▸ **Given instruction**: Please return every line from the entries below that contains the word "water".

▸ **Materials provided**:
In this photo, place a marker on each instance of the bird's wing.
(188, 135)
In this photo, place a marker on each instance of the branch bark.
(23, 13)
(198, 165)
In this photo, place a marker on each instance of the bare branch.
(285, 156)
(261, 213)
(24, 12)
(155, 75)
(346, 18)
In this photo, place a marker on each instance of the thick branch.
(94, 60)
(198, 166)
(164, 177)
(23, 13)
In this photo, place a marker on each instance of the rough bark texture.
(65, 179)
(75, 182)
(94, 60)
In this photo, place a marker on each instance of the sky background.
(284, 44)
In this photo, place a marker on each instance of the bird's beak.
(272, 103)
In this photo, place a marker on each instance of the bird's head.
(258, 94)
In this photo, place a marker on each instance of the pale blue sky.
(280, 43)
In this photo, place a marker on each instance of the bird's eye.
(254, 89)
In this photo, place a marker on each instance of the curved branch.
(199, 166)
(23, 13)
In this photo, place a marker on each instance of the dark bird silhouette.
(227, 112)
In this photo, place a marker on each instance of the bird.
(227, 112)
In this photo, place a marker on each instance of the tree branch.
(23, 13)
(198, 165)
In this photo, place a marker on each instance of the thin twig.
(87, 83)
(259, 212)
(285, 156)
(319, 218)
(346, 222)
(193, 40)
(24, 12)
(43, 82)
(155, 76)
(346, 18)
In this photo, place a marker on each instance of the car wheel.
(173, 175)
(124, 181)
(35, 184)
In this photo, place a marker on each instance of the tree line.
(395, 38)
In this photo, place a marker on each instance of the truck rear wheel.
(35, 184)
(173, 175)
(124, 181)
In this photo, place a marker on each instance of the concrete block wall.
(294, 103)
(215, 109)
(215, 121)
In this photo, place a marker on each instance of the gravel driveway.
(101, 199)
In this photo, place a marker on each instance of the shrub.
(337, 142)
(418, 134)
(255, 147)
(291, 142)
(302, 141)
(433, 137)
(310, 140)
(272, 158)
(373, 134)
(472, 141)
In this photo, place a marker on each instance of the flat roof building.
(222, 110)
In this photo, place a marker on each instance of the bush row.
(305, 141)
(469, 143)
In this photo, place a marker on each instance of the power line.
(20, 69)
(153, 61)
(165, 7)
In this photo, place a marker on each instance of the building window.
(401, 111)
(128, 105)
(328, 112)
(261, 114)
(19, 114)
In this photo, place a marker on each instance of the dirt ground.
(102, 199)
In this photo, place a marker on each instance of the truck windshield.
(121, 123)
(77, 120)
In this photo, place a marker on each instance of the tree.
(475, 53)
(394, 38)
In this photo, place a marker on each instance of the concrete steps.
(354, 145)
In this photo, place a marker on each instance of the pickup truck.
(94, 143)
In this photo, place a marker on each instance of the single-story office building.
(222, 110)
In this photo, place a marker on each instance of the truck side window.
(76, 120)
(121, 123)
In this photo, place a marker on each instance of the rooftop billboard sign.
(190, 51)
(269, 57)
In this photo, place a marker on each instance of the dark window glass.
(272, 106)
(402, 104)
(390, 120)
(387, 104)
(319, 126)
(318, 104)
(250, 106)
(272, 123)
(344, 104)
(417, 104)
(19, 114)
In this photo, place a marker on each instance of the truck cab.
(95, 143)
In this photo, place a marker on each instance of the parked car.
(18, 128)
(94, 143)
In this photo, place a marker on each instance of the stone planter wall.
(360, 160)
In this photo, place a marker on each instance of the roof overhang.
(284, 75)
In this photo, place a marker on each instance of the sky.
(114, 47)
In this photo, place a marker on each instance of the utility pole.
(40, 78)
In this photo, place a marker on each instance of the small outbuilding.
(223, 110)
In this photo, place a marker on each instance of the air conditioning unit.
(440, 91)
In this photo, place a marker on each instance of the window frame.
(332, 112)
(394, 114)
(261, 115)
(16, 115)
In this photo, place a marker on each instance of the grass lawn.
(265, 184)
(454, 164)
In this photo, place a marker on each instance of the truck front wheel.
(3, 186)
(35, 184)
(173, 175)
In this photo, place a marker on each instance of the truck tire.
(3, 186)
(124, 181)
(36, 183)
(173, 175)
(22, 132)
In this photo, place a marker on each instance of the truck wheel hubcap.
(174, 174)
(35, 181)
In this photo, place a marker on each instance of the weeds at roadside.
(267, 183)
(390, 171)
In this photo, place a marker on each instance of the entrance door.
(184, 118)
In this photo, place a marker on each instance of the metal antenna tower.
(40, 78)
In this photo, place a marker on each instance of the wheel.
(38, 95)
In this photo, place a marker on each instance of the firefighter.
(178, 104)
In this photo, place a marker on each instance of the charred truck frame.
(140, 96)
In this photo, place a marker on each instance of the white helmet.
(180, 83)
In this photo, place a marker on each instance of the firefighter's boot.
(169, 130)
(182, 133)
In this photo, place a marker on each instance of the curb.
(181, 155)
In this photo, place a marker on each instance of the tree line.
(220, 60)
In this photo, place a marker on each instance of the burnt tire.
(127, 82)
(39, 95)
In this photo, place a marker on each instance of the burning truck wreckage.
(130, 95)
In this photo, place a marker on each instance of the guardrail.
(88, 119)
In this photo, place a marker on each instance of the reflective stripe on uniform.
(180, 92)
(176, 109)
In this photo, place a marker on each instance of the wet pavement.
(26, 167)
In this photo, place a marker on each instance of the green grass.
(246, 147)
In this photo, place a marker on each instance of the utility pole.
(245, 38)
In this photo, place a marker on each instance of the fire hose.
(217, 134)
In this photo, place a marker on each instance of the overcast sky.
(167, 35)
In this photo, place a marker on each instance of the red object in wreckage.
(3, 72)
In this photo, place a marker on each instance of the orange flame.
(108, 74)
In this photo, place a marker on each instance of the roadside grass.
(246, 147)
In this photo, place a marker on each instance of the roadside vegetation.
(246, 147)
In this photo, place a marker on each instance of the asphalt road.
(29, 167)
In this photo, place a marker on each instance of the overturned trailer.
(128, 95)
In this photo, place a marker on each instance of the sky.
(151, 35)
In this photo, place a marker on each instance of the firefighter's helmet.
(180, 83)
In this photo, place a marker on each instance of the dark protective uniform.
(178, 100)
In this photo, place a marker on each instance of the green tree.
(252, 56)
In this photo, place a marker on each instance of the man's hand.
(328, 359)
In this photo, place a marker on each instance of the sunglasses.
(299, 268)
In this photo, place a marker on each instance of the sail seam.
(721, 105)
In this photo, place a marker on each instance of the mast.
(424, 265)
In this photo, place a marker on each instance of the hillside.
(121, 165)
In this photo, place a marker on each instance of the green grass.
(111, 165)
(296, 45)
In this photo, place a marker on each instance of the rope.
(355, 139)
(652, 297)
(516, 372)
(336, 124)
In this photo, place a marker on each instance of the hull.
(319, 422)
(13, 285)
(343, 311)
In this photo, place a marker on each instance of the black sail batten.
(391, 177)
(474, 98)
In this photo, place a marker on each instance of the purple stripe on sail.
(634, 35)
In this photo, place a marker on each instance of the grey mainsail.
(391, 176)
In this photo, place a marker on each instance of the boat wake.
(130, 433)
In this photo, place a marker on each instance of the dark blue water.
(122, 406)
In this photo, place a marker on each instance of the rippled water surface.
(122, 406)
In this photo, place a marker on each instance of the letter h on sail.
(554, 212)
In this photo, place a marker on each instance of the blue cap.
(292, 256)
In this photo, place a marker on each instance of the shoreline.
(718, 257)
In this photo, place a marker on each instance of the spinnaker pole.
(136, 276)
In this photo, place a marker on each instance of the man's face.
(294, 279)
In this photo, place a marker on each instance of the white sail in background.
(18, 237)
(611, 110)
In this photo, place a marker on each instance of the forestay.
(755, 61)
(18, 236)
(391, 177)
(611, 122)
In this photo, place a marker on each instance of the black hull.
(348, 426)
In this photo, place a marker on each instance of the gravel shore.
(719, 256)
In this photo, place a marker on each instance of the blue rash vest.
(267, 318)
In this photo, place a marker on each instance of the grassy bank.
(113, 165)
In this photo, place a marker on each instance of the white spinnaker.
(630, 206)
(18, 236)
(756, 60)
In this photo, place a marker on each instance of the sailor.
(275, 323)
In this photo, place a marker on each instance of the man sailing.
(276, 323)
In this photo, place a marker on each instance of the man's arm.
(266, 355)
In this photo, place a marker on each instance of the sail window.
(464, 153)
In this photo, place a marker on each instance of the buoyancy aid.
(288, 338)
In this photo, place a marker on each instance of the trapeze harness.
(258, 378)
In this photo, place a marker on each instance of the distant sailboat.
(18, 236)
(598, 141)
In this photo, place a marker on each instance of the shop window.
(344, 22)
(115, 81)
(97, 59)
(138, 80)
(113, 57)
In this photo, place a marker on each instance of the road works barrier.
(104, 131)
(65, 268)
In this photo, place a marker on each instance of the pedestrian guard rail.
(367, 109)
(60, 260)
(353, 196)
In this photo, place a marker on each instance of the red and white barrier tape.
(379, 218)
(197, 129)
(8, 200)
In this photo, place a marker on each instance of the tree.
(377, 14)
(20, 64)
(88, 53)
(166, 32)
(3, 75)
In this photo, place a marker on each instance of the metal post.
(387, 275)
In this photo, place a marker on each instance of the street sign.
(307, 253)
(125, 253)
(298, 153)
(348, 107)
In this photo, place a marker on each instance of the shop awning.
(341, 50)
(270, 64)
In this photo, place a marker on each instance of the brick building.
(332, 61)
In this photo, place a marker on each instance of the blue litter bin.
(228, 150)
==
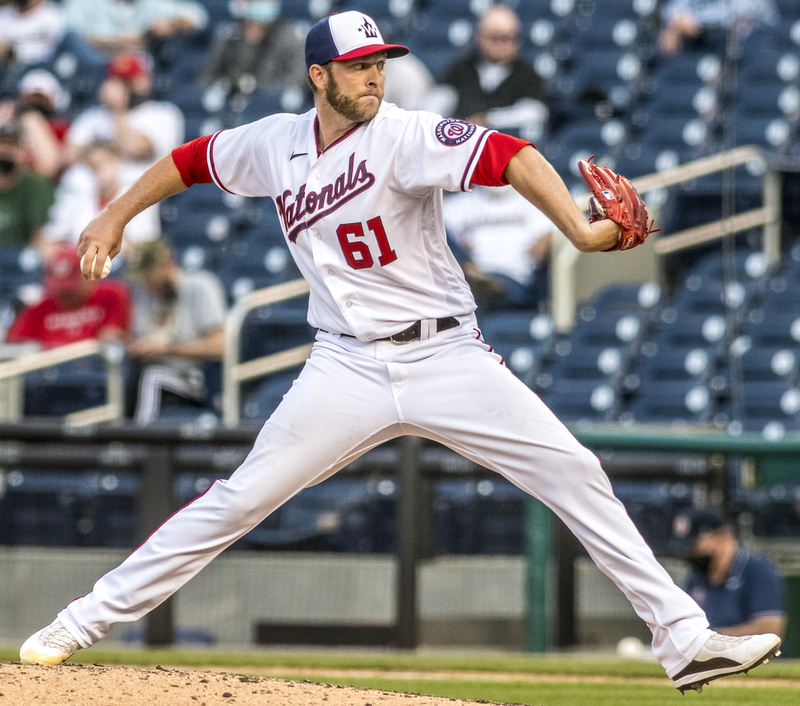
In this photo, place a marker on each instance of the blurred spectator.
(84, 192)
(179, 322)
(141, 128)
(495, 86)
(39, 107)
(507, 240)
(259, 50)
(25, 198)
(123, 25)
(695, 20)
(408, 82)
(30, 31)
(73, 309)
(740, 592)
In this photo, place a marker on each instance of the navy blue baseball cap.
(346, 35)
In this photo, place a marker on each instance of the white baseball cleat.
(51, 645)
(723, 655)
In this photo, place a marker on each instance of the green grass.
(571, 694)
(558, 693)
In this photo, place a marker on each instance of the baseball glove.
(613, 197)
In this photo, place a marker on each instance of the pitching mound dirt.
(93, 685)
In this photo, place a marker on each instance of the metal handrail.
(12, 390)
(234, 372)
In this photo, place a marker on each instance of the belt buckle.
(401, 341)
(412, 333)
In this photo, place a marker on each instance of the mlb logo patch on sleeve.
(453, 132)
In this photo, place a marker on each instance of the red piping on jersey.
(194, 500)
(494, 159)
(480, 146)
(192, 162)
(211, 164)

▸ **Exercise answer**:
In this photo, place a marker on each instance of the dark blue water.
In this photo, place a marker on each instance of the rippled water surface.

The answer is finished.